» Job a
Set down the records word for word, from the line containing "the side mirror" up to and including the final line of the records.

» Extract provided
◆ ◆ ◆ ◆ ◆
Equivalent to switch in tidyverse running a list of commands

Isaiah · November 6, 2018, 3:42am

I can get switch to run different sequences of commands, but not to pipe.
I can get case_when to pipe, but when I have more than one command in the sequence, I get all commands from all branches (L1, L2, W1, W2, W2) rather than what I hoped for (W1, W2).

Is there a tidyverse way to get the switch output?

library(tidyverse)
library(reprex)
x <- Sys.info() %>% pluck("sysname")

switch (x,
        "Linux" = {
          print("L1")
          print("L2")
        },
        "Windows" = {
          print("W1")
          print("W2")
        })
#> [1] "W1"
#> [1] "W2"

case_when(x == "Linux" ~{
  print("L1")
  print("L2")
},
x == "Windows" ~  {
  print("W1")
  print("W2")
},
TRUE ~ {
  ("Not Linux or Windows")
})
#> [1] "L1"
#> [1] "L2"
#> [1] "W1"
#> [1] "W2"
#> [1] "W2"

cderv · November 6, 2018, 6:26am

case_when has a specificity - it evaluates all the RHS then filter according the to LHS. In your case, it is why you see the all the combination because

all the print are evaluated (printed to console)
nothing is return by the filter because print return invisibly

To illustrate,

If you assign the result of case_when to y, you'll still have the values printed and when printing y, you'll have only the last returned value invisibly by print.

library(tidyverse)
x <- Sys.info() %>% pluck("sysname")
y <- case_when(x == "Linux" ~{
  print("L1")
  print("L2")
},
x == "Windows" ~  {
  print("W1")
  print("W2")
},
TRUE ~ {
  ("Not Linux or Windows")
})
#> [1] "L1"
#> [1] "L2"
#> [1] "W1"
#> [1] "W2"
# you only get the last value return in expression
# like any other function
y
#> [1] "W2"

If you do not print, but build a vector of what you want using c() and print directly the result of case_when, you'll have the correct result.

library(tidyverse)
x <- Sys.info() %>% pluck("sysname")
case_when(
  x == "Linux"   ~ c("L1","L2"),
  x == "Windows" ~  c("W1", "W2"),
  TRUE           ~ "Not Linux or Windows"
◆ ◆ ◆ ◆ ◆
» Job b
Extract the passage of the forum thread on switch and case_when word for word, from "Isaiah · November" up to and including "the switch output?".

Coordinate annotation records
◆ ◆ ◆ ◆ ◆
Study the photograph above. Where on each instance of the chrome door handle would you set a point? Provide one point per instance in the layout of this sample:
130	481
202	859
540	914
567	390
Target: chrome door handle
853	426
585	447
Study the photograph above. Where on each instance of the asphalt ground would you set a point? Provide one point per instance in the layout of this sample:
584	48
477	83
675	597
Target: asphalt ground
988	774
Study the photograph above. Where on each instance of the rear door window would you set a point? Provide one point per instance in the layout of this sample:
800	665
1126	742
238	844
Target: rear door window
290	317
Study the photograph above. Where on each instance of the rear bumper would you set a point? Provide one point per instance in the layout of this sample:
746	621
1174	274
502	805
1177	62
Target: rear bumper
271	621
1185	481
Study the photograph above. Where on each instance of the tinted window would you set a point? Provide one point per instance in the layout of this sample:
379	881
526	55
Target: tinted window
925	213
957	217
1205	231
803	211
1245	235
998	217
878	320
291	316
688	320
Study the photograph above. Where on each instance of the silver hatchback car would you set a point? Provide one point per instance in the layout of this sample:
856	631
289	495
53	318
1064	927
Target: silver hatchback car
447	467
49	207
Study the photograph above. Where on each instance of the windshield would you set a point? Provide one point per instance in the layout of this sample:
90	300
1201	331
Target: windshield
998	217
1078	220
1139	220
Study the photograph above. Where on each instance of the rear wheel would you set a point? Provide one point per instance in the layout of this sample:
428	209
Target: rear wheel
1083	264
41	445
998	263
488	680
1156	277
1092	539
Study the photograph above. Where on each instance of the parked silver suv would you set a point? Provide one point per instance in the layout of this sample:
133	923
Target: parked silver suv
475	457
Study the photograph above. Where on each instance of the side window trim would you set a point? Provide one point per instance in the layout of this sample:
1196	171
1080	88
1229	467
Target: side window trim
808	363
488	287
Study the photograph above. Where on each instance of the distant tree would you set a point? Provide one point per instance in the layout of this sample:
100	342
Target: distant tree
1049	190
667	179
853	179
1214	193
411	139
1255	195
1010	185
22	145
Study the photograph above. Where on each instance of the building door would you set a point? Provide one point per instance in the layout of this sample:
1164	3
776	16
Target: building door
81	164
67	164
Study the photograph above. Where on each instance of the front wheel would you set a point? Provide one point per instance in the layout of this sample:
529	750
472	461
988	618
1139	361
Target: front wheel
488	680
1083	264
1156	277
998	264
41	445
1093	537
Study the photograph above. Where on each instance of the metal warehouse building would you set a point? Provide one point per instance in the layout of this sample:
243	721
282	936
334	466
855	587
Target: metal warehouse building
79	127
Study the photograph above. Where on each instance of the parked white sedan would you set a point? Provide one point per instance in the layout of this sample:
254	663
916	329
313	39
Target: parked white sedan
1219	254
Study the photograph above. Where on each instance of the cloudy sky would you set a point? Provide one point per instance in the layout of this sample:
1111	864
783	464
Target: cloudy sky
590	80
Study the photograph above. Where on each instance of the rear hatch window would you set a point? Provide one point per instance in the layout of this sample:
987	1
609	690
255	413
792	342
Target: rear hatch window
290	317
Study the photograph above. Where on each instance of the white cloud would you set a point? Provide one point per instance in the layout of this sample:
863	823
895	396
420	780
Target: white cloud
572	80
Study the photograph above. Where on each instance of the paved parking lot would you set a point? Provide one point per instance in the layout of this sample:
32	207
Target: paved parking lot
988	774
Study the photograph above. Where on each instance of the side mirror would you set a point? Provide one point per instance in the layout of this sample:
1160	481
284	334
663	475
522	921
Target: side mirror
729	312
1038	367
◆ ◆ ◆ ◆ ◆
» Exercise output a
Study the photograph above. Where on each instance of the side mirror would you set a point? Provide one point per instance in the layout of this sample:
1160	481
284	334
663	475
522	921
Target: side mirror
729	312
1038	367

» Exercise output b
Isaiah · November 6, 2018, 3:42am

I can get switch to run different sequences of commands, but not to pipe.
I can get case_when to pipe, but when I have more than one command in the sequence, I get all commands from all branches (L1, L2, W1, W2, W2) rather than what I hoped for (W1, W2).

Is there a tidyverse way to get the switch output?